PROBLEM TO WORK ON
Using the records below, copy out exactly the line that contains "Locate every instance of the man in" and every line that follows it, up to and including the last, and no others.

RECORDS FOR THE EXERCISE
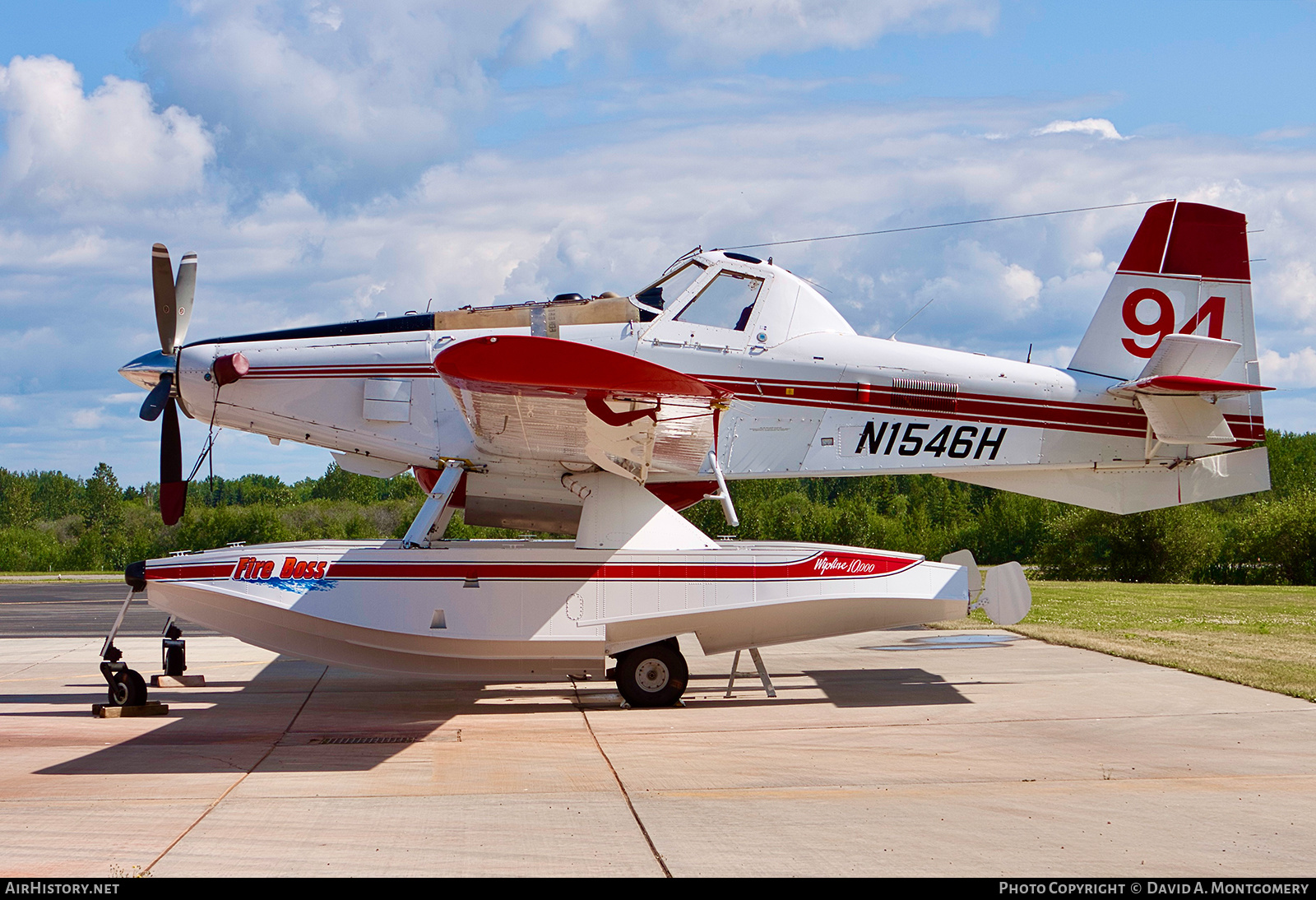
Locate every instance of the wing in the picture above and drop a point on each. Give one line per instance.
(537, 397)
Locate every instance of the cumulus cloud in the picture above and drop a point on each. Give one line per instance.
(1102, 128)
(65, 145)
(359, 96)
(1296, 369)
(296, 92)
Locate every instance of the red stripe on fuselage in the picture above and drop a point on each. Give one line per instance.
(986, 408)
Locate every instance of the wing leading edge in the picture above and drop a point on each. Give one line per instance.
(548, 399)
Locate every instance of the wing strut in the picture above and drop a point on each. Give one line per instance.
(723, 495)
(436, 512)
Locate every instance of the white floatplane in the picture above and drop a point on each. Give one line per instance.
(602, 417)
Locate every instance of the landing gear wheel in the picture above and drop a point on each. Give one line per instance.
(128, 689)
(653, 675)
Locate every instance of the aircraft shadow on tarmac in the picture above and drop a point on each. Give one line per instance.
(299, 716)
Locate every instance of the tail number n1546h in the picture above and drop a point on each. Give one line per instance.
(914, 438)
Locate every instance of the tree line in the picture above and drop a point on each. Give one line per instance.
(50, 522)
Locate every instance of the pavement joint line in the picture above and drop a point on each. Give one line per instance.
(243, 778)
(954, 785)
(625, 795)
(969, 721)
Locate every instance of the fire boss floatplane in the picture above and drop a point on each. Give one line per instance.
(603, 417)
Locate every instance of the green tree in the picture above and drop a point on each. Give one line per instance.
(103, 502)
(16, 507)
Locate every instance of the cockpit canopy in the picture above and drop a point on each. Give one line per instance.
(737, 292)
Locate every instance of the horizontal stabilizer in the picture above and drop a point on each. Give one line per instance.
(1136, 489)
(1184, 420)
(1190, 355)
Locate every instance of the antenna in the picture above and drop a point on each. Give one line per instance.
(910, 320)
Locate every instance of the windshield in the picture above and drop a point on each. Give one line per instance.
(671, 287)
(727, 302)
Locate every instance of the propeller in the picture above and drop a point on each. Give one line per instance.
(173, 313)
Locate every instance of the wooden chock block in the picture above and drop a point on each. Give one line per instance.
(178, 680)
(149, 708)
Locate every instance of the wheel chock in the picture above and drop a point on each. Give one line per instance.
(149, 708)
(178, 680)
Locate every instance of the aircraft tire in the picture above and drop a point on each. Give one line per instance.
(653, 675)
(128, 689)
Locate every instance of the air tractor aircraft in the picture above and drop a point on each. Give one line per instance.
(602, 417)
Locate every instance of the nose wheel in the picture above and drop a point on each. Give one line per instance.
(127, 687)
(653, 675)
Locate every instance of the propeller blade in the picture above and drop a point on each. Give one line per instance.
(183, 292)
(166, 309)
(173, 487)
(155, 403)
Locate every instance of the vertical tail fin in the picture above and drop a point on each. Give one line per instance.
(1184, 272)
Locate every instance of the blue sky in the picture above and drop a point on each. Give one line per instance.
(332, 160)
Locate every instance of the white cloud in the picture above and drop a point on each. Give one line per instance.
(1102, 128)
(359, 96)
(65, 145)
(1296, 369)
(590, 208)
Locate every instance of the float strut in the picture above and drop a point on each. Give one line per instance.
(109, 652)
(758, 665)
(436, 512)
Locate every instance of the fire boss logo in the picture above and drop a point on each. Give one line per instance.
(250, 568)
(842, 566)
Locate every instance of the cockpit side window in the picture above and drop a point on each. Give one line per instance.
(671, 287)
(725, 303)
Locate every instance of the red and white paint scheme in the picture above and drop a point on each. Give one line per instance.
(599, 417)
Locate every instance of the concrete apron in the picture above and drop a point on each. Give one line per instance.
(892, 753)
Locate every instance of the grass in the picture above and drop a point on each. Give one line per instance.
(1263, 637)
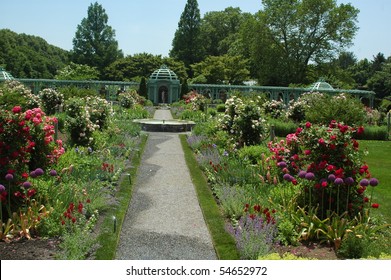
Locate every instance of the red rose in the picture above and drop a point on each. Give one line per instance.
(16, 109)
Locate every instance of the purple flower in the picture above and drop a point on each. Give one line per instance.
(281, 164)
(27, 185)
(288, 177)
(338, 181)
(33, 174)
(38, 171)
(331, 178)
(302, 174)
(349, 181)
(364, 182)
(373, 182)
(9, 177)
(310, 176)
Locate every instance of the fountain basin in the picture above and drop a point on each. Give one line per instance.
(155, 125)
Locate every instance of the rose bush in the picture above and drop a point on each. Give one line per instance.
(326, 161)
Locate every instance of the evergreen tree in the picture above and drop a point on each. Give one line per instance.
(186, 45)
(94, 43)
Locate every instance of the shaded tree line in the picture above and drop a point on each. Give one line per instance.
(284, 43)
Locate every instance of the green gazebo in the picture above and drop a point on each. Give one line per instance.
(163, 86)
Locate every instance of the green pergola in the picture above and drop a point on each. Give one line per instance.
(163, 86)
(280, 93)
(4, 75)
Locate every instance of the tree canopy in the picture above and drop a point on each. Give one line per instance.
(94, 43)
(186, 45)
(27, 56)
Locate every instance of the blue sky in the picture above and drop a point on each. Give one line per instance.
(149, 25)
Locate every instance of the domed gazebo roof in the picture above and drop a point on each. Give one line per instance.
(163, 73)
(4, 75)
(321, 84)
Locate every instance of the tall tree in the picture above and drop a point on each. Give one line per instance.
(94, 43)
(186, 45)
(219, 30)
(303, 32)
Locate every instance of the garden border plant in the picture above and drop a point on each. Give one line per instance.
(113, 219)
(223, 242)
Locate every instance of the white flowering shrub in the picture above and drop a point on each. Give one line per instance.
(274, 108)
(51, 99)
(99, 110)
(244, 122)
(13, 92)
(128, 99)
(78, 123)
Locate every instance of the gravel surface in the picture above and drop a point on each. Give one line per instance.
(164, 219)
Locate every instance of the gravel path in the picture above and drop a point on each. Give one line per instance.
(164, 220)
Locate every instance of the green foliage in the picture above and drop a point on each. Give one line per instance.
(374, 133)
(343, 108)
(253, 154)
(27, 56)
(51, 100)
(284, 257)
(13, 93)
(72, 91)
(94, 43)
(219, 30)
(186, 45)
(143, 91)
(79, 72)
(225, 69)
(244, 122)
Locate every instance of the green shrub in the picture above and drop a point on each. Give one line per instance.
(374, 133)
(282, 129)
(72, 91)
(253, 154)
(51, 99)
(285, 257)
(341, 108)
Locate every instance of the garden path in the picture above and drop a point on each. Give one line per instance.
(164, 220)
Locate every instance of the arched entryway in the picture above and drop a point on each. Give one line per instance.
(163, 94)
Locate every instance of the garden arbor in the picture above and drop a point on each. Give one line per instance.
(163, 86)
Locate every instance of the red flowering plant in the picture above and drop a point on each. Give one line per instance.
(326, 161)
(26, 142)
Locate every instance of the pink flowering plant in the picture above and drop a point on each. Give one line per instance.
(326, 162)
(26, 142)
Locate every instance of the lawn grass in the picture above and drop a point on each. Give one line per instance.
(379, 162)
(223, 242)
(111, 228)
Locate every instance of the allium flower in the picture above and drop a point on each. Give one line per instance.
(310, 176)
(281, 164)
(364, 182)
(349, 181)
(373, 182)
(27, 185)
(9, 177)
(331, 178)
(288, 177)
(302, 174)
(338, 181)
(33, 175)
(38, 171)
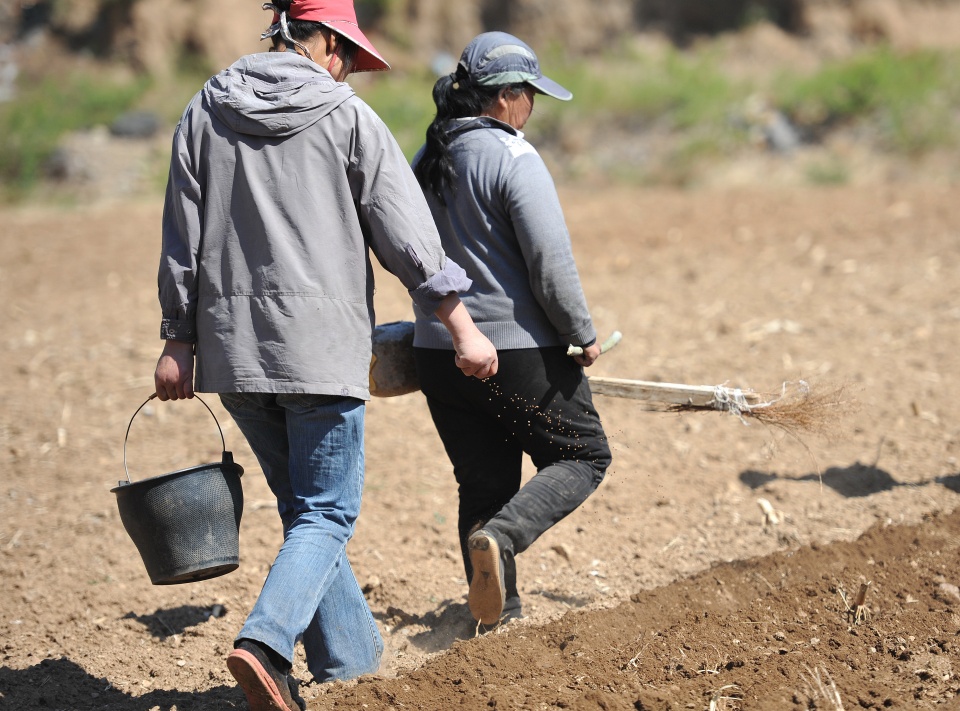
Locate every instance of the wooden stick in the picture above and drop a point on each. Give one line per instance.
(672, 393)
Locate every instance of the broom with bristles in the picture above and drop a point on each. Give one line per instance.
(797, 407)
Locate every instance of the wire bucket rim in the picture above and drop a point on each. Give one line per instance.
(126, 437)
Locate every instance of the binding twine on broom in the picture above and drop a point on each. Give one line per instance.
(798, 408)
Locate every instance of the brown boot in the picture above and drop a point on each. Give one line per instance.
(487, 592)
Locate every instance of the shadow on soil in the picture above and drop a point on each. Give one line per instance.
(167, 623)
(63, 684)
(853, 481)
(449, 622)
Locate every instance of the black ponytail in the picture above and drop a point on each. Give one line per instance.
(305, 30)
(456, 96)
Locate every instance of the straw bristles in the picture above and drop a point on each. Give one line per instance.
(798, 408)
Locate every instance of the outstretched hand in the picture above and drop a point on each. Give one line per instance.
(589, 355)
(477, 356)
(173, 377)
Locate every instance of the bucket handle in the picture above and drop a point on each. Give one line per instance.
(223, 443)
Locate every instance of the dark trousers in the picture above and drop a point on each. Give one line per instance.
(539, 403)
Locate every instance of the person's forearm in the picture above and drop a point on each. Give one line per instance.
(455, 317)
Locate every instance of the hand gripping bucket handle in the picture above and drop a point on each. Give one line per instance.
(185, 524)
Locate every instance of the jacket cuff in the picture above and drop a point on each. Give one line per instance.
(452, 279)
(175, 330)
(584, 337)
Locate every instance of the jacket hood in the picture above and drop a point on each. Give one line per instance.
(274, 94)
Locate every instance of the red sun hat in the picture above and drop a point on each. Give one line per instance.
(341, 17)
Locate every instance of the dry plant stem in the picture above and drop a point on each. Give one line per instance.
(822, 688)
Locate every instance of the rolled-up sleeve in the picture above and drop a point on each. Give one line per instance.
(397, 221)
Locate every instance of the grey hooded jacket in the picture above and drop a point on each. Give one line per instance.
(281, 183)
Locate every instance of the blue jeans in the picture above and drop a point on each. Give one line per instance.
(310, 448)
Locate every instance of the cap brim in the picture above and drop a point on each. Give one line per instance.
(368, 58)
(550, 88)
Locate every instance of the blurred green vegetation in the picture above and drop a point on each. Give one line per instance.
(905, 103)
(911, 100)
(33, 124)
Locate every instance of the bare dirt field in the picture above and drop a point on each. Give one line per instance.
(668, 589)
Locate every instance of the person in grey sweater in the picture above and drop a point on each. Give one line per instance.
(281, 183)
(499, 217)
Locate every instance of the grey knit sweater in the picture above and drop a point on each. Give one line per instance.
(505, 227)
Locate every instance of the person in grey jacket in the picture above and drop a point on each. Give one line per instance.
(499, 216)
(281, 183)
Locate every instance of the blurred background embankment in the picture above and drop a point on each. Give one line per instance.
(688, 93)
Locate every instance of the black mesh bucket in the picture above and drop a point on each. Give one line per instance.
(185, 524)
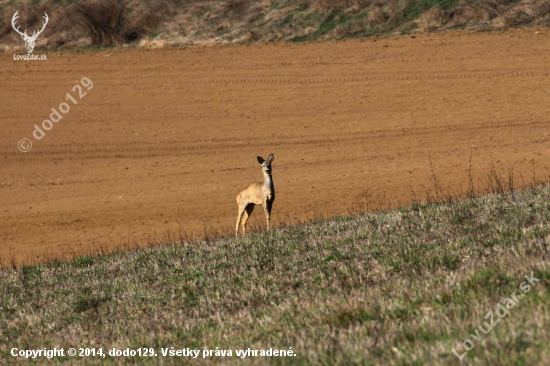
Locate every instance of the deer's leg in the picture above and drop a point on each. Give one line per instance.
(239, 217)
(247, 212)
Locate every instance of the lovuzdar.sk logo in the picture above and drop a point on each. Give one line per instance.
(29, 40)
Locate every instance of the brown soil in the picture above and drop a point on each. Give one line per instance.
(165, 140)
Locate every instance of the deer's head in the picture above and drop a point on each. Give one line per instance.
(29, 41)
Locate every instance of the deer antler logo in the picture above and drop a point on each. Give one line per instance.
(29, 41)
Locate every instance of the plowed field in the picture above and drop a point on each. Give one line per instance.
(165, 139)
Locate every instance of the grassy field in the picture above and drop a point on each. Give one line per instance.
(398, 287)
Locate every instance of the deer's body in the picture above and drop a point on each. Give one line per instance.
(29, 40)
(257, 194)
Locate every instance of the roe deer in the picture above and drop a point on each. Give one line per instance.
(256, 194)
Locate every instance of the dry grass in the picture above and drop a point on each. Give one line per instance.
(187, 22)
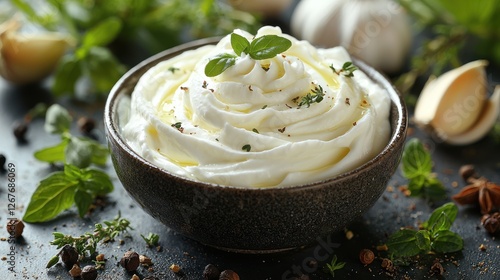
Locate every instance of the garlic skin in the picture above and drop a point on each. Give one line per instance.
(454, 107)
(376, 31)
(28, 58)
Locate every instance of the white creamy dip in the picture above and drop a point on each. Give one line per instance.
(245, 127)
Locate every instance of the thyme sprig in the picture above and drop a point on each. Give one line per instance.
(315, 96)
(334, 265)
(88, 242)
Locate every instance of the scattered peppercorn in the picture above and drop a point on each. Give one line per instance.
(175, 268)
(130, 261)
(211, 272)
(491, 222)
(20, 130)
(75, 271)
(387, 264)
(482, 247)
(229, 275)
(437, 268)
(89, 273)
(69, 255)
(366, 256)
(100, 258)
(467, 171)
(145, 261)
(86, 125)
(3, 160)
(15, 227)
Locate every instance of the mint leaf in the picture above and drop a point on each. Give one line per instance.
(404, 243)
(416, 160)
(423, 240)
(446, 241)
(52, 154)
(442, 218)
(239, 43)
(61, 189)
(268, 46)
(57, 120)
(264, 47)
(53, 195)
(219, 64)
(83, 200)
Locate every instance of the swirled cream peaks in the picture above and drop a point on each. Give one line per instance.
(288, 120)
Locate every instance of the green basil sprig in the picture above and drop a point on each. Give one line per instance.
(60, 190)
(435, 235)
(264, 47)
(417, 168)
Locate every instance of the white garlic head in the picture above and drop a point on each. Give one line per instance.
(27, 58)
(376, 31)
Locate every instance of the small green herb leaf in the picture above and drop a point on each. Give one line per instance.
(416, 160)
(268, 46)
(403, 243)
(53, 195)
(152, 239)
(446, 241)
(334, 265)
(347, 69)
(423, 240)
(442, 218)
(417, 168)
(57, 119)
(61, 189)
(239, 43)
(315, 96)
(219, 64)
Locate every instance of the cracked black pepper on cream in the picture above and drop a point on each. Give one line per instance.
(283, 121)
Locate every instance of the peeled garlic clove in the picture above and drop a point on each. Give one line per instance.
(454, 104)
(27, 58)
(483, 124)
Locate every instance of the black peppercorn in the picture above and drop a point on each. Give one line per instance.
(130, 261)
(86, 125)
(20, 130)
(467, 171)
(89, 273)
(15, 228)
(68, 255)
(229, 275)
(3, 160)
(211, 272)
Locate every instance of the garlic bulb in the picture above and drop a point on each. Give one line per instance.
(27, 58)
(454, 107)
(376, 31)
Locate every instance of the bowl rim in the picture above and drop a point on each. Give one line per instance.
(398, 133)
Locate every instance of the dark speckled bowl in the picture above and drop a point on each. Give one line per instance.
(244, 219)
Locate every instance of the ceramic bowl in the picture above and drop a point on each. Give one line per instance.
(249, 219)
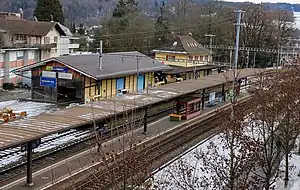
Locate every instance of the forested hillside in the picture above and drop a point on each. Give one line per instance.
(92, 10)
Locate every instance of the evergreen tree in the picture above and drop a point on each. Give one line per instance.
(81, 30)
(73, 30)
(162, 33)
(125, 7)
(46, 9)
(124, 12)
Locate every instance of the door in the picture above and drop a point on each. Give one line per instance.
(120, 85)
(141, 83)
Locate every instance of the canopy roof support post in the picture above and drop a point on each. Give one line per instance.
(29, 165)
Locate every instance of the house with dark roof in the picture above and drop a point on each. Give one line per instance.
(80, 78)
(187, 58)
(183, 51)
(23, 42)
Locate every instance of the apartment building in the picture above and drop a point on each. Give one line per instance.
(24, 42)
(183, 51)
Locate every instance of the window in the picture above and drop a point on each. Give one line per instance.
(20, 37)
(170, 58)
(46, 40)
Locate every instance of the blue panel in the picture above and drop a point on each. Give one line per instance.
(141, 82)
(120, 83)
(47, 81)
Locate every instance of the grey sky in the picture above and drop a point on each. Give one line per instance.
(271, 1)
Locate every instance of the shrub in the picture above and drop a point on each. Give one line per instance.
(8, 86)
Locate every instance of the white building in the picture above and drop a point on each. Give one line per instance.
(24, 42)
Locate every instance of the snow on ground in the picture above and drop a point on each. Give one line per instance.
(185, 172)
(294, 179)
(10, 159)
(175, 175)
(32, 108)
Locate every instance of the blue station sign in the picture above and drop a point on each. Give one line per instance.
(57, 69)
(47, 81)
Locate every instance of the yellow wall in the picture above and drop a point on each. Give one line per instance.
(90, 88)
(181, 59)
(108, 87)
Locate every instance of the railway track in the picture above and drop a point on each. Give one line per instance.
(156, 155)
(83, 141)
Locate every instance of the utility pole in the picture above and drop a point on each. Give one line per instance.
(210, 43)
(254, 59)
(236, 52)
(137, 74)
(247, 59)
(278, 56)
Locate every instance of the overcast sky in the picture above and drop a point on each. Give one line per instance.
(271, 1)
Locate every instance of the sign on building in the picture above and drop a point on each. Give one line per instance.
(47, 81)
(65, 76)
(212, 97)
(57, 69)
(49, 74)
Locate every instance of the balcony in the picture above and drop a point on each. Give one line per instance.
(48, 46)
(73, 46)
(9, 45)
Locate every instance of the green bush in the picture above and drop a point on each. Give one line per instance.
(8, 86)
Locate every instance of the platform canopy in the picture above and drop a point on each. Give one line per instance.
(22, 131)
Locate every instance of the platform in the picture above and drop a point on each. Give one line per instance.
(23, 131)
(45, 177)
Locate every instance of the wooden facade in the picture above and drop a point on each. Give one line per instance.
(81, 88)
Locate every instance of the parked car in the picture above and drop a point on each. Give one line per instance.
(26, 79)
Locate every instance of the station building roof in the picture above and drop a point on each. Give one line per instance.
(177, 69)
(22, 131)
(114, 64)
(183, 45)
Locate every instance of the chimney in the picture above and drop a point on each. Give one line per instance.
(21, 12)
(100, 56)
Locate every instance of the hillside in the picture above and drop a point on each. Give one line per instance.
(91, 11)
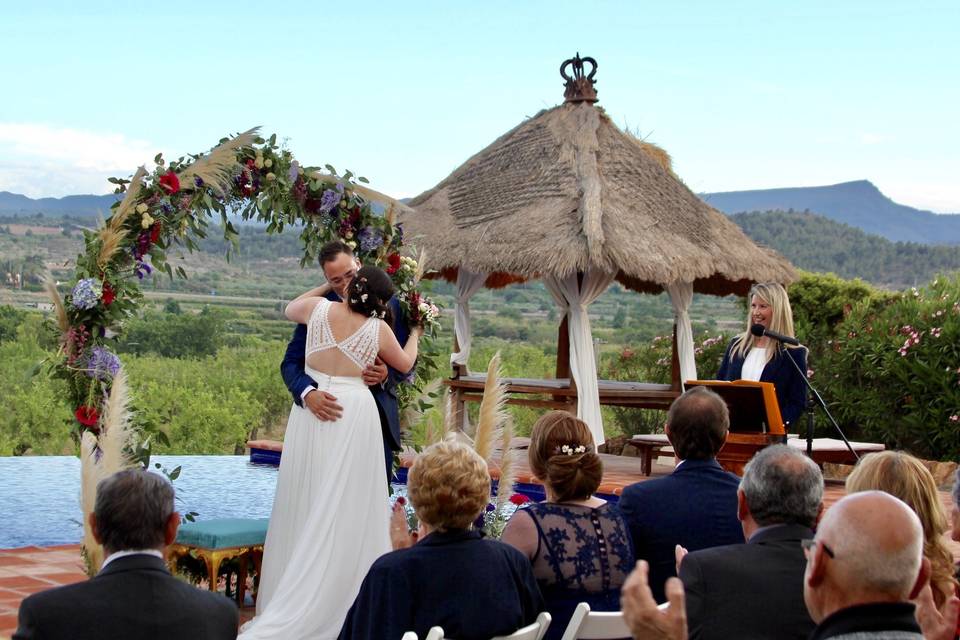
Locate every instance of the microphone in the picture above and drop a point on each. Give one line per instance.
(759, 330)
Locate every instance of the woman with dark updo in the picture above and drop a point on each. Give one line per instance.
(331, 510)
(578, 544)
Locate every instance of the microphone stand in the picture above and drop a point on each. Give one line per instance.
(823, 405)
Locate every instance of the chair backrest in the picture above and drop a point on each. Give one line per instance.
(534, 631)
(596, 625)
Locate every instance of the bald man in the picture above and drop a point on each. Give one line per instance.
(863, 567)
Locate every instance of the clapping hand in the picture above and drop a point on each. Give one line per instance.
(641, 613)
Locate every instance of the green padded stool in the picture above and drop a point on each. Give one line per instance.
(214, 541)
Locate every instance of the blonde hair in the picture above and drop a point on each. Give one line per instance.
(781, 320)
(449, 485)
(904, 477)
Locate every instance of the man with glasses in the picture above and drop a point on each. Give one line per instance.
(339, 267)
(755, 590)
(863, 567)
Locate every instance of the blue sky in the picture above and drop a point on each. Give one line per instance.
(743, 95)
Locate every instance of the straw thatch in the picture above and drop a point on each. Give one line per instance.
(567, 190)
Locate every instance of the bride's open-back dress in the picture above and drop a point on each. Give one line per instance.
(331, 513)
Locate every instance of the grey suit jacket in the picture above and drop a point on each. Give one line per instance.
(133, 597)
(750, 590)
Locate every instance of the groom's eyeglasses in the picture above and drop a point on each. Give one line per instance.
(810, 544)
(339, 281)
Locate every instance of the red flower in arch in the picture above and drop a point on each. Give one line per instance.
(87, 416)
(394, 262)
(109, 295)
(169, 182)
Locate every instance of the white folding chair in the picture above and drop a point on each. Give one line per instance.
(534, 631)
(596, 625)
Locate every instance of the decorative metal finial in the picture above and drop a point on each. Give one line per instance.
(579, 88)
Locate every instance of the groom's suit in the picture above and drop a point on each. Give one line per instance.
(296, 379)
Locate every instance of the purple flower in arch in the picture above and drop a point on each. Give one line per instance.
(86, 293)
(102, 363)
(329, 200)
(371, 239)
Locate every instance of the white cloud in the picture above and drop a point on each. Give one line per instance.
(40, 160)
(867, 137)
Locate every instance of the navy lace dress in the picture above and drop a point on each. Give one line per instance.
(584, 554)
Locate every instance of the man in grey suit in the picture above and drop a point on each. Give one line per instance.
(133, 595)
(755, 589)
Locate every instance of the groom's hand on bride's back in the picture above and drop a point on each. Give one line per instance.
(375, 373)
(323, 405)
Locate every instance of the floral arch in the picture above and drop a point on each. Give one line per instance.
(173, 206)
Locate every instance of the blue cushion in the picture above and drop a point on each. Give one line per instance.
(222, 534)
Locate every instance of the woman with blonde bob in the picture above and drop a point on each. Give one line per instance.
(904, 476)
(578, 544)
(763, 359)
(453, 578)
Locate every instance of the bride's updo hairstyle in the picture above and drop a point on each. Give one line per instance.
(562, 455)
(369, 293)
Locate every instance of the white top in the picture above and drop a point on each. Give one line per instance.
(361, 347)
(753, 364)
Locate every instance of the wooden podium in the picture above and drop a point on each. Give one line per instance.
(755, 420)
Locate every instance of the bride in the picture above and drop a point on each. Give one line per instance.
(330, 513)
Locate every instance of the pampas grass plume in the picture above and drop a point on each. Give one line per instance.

WRITTEN ANSWER
Locate every instance of the man in grey suit in the picture above and drop a point on each. Give one line per instance.
(133, 595)
(755, 589)
Locate every instance of the groom's hand on bride's back in the picture above and drop a point on each. Give one line per instance.
(375, 373)
(323, 405)
Locate every instance of the floral arch in the picture above and drop a point on each. Give one line per instance.
(173, 206)
Locate every instance of the blue cushion in the picture above and drop a point on each. Give one line per instance.
(222, 534)
Locate every instance of the woman with blonde bob in the picture above and drop a point on each. Give one line per instance.
(904, 476)
(578, 544)
(763, 359)
(453, 578)
Locate every instance of the bride's updo hairstyle in the picture above and drop a point on each. Give one line per instance.
(562, 455)
(369, 293)
Locate every instance of the white top in the picture above and drop a point on each. Give one line per instance.
(361, 347)
(753, 364)
Locate every instance of the wooden podium in the picture above and drop a point on each. Give one line per instance.
(755, 420)
Locate every instance of the bride in the picture above and drop a point on each. Give one line per instance.
(330, 513)
Locate every instance of the pampas grass plume in the picture above and drop a point on each. Give one line per instance.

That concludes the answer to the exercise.